作業指示 -> 下のリストを、「If you could tag every instance of the yellow」を含む行から始めてリストの最後の行まで、1行を1つの文字列とするJSONのリストに書き直してください。空行は入れないでください。

### 入力データ ###

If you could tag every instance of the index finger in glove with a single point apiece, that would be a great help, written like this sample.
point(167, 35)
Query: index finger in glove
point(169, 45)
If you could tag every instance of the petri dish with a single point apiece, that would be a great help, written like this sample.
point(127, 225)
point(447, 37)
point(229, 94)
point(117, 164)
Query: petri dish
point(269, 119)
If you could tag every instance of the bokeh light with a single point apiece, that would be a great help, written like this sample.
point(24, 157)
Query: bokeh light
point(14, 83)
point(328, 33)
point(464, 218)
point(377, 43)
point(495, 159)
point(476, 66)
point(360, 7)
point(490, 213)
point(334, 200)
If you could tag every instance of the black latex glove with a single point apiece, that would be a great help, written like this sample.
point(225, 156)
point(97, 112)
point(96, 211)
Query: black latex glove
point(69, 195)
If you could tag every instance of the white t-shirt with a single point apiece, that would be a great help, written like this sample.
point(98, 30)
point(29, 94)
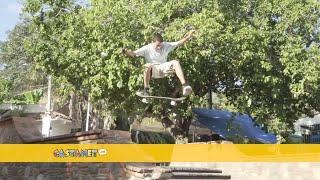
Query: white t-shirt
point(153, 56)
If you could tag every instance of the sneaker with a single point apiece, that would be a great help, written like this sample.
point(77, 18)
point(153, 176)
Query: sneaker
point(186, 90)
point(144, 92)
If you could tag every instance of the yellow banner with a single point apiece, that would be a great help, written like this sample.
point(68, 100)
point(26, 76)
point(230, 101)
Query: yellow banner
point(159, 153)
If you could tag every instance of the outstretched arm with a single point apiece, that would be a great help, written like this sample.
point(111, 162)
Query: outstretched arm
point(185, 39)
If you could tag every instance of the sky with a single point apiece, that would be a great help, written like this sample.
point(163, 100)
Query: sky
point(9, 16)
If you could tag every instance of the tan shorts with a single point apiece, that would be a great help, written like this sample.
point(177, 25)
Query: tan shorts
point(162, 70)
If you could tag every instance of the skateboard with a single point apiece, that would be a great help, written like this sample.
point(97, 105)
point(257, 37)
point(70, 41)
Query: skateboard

###

課題の解答 ->
[
  "If you could tag every instance of the yellow banner with a single point apiece, that would be a great help, written like this sample.",
  "point(68, 100)",
  "point(26, 76)",
  "point(230, 101)",
  "Query: yellow banner",
  "point(159, 153)",
  "If you could tag every instance of the outstretched arm with a single point apiece, that would be a great help, written like this sample.",
  "point(111, 162)",
  "Query: outstretched arm",
  "point(185, 39)",
  "If you could tag every instance of the sky with a single point apiece, that would be a great help, written like this sample.",
  "point(163, 100)",
  "Query: sky",
  "point(9, 16)",
  "If you could tag every instance of the tan shorts with a single point apiece, that would be a great help, written like this sample.",
  "point(177, 25)",
  "Query: tan shorts",
  "point(162, 70)",
  "If you could tag every instance of the skateboard with a single point apiece, that would be a great help, written like this sample.",
  "point(97, 105)",
  "point(257, 37)",
  "point(70, 41)",
  "Query: skateboard"
]